Текст для чтения:

В 2017 году молодой режиссер Александр Хант получил гран-при кинофестиваля в Карловых Варах за дебютный фильм «Как Витька Чеснок вез Леху Штыря в дом инвалидов». Его новую работу «Межсезонье» — драматичную историю любви двух подростков, — уже отметили призом на кинофестивале в Варшаве. Талех Габибов поговорил с режиссером об испорченных зрителях, онлайн-платформах и работе над новым фильмом. 

Как прошли съемки вашего нового фильма «Межсезонье»?

Там все сразу пошло не по плану. Мы не получили деньги Минкульта, и продюсер, с которым мы работали, не смог поддержать нас финансово. В итоге мы отправились в Екатеринбург (место съемок — прим. ред.) на свои ресурсы. Уехали в августе 2019 года, и закончили снимать в январе 2020, как раз когда началась вся эта история с коронавирусом.

Строки данных:
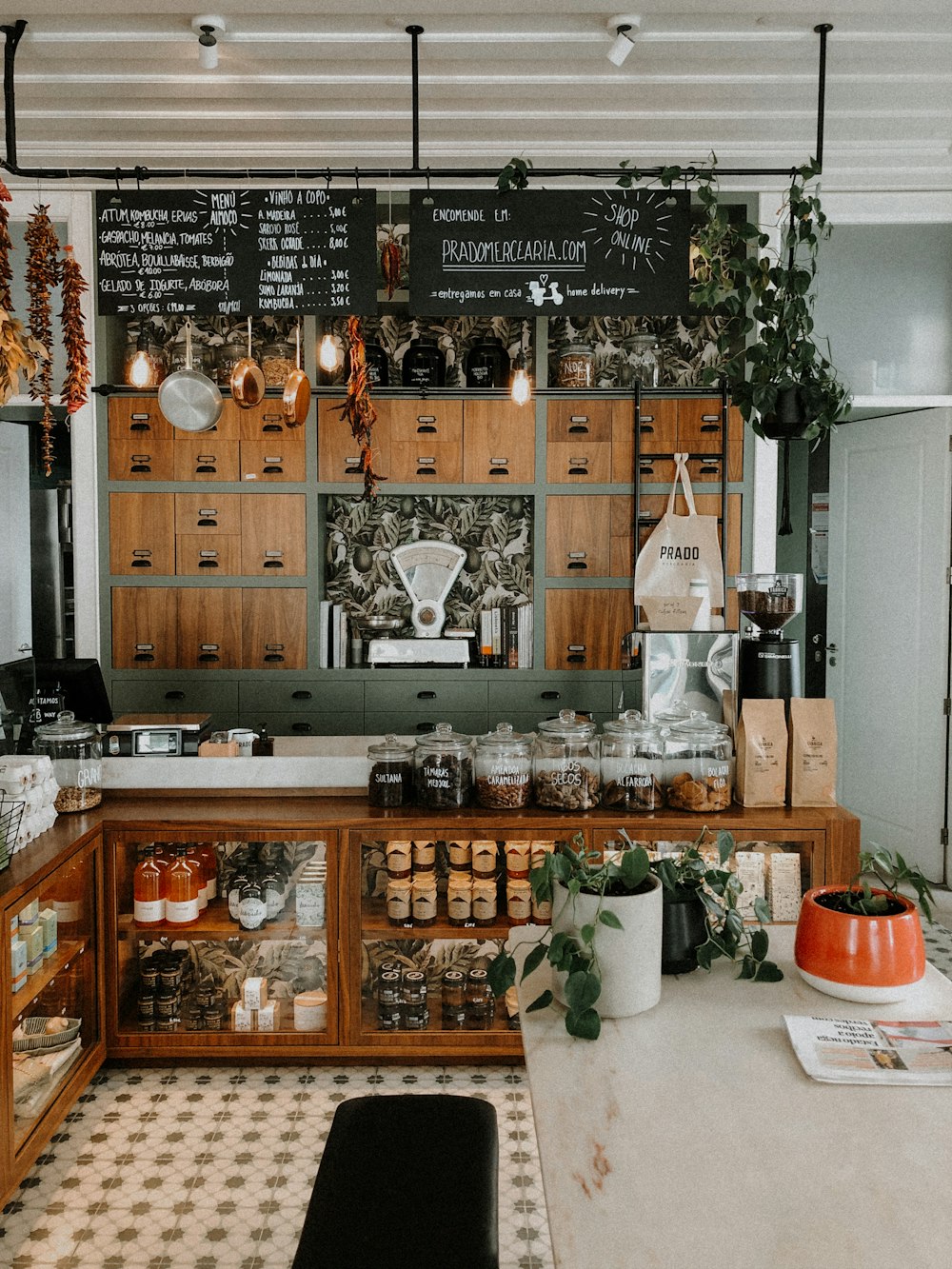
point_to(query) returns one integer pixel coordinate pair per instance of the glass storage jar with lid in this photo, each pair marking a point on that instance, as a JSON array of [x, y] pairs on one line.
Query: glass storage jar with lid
[[76, 753], [632, 763], [565, 763], [699, 765], [444, 768], [503, 768], [390, 778]]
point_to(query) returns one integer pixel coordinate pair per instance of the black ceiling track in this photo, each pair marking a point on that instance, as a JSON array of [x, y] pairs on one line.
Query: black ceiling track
[[13, 33]]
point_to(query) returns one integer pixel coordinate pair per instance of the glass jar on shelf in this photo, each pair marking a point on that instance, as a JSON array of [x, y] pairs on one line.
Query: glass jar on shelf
[[632, 763], [699, 765], [76, 753], [565, 764], [503, 766], [444, 768]]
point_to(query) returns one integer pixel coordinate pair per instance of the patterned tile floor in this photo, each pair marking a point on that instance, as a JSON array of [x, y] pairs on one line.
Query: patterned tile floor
[[212, 1169]]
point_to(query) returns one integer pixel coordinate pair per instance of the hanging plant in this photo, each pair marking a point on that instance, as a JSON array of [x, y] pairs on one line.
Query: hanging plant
[[42, 275], [19, 351], [74, 336], [358, 408]]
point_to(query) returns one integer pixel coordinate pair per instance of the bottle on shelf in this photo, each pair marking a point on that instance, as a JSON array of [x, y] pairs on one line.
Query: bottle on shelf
[[182, 882], [148, 891]]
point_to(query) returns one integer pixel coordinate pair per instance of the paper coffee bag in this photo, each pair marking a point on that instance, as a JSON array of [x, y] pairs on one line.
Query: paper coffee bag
[[762, 754], [813, 751]]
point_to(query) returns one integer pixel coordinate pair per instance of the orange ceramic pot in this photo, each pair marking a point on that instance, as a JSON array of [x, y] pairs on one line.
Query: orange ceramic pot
[[866, 959]]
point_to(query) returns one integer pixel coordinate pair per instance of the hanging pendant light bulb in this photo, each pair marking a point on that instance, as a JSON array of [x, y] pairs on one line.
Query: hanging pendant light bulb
[[521, 388], [327, 355]]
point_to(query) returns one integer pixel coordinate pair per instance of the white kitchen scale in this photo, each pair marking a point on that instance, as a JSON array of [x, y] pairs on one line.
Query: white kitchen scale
[[428, 571]]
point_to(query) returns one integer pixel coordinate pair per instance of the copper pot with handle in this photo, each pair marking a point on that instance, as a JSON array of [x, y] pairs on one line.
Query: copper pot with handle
[[248, 380], [297, 389]]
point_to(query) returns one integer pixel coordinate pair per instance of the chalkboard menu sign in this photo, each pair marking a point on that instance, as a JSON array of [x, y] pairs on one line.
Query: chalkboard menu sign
[[236, 251], [608, 251]]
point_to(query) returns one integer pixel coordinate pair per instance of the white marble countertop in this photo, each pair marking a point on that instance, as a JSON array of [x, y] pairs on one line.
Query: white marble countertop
[[689, 1135], [299, 762]]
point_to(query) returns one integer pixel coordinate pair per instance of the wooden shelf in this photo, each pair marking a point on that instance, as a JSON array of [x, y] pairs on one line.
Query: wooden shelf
[[45, 975]]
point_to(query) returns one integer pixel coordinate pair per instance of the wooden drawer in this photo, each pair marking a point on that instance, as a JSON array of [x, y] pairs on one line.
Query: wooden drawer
[[141, 460], [499, 443], [585, 628], [137, 419], [208, 513], [579, 420], [303, 696], [141, 534], [274, 628], [206, 457], [579, 462], [278, 460], [273, 534], [209, 628], [577, 536], [208, 555]]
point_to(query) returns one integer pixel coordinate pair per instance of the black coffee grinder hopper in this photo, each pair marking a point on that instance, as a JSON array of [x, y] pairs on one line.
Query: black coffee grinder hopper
[[768, 663]]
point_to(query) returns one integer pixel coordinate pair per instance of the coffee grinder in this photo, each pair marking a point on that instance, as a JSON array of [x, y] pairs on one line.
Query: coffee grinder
[[768, 664]]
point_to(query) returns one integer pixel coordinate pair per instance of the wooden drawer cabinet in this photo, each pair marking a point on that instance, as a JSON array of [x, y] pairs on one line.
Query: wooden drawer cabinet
[[577, 536], [143, 458], [209, 628], [273, 542], [204, 456], [499, 443], [137, 419], [274, 628], [208, 513], [208, 555], [585, 628], [145, 627], [141, 534], [276, 460]]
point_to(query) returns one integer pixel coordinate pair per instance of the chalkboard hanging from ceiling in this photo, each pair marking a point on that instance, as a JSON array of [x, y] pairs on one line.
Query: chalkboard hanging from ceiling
[[608, 251], [236, 251]]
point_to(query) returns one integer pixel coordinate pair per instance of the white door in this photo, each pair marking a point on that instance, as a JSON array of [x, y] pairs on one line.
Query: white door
[[15, 620], [889, 616]]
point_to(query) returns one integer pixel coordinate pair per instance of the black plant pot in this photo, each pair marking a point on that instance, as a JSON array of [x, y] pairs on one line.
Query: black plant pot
[[684, 930], [787, 419]]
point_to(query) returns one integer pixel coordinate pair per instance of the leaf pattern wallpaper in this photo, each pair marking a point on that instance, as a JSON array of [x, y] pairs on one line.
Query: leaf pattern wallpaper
[[497, 533]]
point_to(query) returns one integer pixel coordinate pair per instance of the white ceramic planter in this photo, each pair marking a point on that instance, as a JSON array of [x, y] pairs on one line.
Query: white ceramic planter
[[630, 959]]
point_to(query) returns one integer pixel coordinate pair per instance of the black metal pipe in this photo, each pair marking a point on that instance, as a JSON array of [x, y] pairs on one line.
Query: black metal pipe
[[822, 30], [13, 38], [414, 33]]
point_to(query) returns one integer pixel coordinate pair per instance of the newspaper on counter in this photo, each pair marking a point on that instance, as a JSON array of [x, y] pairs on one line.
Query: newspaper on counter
[[857, 1051]]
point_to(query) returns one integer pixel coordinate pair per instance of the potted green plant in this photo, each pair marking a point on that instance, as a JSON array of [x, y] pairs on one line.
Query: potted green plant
[[864, 941], [598, 972]]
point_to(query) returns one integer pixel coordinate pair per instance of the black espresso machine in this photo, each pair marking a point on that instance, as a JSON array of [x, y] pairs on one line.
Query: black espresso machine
[[768, 663]]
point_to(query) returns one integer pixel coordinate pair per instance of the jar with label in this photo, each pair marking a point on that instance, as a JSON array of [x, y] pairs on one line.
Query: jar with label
[[699, 765], [503, 768], [632, 764], [425, 365], [76, 753], [444, 768], [577, 366], [565, 763], [390, 780]]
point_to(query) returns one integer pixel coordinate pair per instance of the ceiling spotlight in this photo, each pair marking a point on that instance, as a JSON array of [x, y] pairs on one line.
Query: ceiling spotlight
[[624, 27], [208, 28]]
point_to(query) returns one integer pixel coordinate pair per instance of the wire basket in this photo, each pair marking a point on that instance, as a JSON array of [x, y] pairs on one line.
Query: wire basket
[[10, 816]]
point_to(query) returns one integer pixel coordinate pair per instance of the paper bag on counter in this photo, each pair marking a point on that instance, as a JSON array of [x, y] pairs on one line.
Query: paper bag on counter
[[761, 773], [811, 757]]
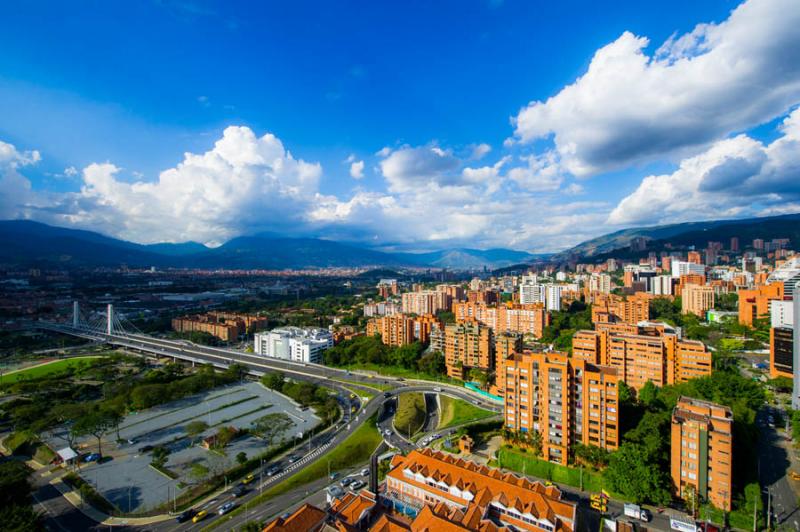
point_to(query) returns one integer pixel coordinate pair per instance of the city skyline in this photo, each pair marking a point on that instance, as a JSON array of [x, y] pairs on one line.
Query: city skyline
[[229, 121]]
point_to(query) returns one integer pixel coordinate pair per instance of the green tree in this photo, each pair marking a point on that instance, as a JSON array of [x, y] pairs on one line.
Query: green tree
[[480, 376], [632, 473], [446, 317], [274, 381], [271, 426], [160, 456], [648, 395], [225, 435], [95, 423], [432, 363], [625, 393], [198, 472]]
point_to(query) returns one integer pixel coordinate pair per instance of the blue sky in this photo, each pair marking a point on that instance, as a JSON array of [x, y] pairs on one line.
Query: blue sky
[[98, 100]]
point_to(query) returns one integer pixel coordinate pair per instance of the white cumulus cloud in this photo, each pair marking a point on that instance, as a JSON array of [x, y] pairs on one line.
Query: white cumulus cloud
[[697, 88], [739, 176], [357, 169], [242, 184]]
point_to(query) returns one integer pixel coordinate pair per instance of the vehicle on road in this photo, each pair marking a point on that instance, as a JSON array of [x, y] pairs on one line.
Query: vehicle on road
[[682, 524], [637, 512], [225, 508]]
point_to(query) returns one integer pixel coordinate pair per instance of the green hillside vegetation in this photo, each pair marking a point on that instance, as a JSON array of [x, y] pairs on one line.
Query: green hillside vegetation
[[411, 413], [457, 412], [366, 352], [49, 369]]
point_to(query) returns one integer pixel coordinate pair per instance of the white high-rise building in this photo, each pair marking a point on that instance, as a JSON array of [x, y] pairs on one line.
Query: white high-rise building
[[796, 347], [600, 282], [680, 267], [781, 313], [553, 296], [661, 285], [531, 293], [294, 343], [788, 274]]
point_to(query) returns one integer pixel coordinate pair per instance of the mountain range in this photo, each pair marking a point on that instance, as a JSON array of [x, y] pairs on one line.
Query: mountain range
[[27, 243], [696, 234]]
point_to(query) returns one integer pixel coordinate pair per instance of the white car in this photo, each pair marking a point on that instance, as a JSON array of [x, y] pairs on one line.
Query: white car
[[225, 508]]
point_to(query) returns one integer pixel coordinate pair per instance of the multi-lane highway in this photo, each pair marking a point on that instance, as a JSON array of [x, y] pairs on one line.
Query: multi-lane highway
[[340, 380]]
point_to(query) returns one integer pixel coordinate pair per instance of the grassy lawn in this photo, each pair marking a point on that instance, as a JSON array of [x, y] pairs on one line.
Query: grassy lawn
[[56, 366], [737, 519], [411, 413], [528, 464], [457, 411]]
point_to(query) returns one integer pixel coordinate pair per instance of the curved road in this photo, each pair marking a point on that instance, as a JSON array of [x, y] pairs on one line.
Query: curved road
[[258, 365]]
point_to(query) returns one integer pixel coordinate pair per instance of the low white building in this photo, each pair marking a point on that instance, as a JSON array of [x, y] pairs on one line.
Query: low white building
[[294, 343]]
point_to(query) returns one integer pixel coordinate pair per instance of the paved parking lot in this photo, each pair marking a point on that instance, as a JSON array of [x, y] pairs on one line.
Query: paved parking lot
[[128, 481]]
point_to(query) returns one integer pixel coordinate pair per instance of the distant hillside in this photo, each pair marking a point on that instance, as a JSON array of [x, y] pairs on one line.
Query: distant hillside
[[464, 258], [696, 234], [28, 244]]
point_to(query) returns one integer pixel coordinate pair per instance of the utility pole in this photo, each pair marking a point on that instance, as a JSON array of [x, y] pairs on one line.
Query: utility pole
[[769, 509]]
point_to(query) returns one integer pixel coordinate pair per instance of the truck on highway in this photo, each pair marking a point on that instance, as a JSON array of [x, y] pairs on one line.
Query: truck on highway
[[637, 512]]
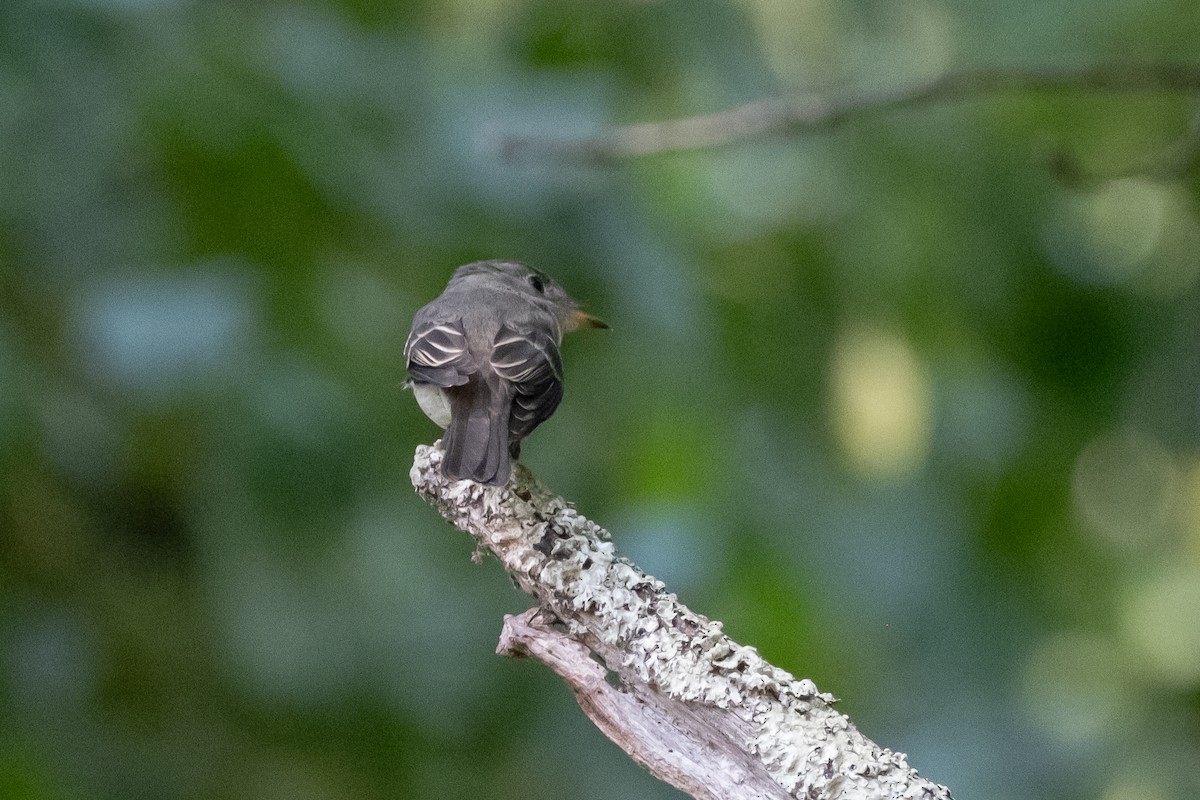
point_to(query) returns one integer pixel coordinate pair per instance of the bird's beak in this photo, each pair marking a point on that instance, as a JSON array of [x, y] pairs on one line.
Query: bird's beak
[[583, 319]]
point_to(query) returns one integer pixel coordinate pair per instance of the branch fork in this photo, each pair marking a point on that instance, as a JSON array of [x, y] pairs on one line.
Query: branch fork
[[699, 710]]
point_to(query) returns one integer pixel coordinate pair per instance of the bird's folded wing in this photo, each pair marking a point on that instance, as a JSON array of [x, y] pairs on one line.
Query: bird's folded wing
[[436, 353], [529, 360]]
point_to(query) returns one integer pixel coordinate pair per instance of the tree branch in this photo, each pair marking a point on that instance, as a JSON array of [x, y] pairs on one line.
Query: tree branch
[[696, 709], [795, 115]]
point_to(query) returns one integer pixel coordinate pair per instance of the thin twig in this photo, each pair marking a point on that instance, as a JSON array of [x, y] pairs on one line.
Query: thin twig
[[795, 115]]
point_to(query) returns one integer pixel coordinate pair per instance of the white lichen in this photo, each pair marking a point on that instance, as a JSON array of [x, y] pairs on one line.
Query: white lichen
[[646, 635]]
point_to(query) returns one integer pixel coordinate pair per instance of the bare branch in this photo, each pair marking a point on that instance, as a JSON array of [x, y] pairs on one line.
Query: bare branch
[[795, 115], [695, 708]]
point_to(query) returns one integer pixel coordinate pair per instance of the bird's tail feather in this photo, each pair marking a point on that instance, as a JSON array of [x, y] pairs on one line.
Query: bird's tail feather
[[477, 440]]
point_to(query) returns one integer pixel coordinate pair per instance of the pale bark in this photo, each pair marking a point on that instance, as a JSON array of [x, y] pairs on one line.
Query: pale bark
[[695, 708]]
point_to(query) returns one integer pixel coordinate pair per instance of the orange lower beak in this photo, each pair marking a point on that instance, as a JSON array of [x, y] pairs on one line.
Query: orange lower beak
[[583, 319]]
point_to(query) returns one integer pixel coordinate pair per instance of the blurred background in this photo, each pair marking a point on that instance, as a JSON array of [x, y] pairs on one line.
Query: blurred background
[[907, 409]]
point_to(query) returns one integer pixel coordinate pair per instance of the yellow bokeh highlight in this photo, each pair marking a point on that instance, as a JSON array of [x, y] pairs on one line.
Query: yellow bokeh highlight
[[881, 404], [1161, 624]]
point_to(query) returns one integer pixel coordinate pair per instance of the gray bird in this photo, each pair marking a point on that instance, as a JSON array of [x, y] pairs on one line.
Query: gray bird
[[483, 361]]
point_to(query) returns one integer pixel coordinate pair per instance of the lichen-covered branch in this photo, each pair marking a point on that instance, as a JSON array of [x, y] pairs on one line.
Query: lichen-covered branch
[[697, 709], [792, 115]]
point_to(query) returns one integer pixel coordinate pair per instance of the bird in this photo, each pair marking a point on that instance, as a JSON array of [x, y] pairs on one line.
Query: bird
[[484, 362]]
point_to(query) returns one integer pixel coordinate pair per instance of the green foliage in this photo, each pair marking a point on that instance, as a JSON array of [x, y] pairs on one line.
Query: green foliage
[[899, 403]]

Задание и требования:
Перепишите без изменений фрагмент интервью с режиссером от слов «В 2017 году» до слов «над новым фильмом.» включительно.

Полный ответ:
В 2017 году молодой режиссер Александр Хант получил гран-при кинофестиваля в Карловых Варах за дебютный фильм «Как Витька Чеснок вез Леху Штыря в дом инвалидов». Его новую работу «Межсезонье» — драматичную историю любви двух подростков, — уже отметили призом на кинофестивале в Варшаве. Талех Габибов поговорил с режиссером об испорченных зрителях, онлайн-платформах и работе над новым фильмом.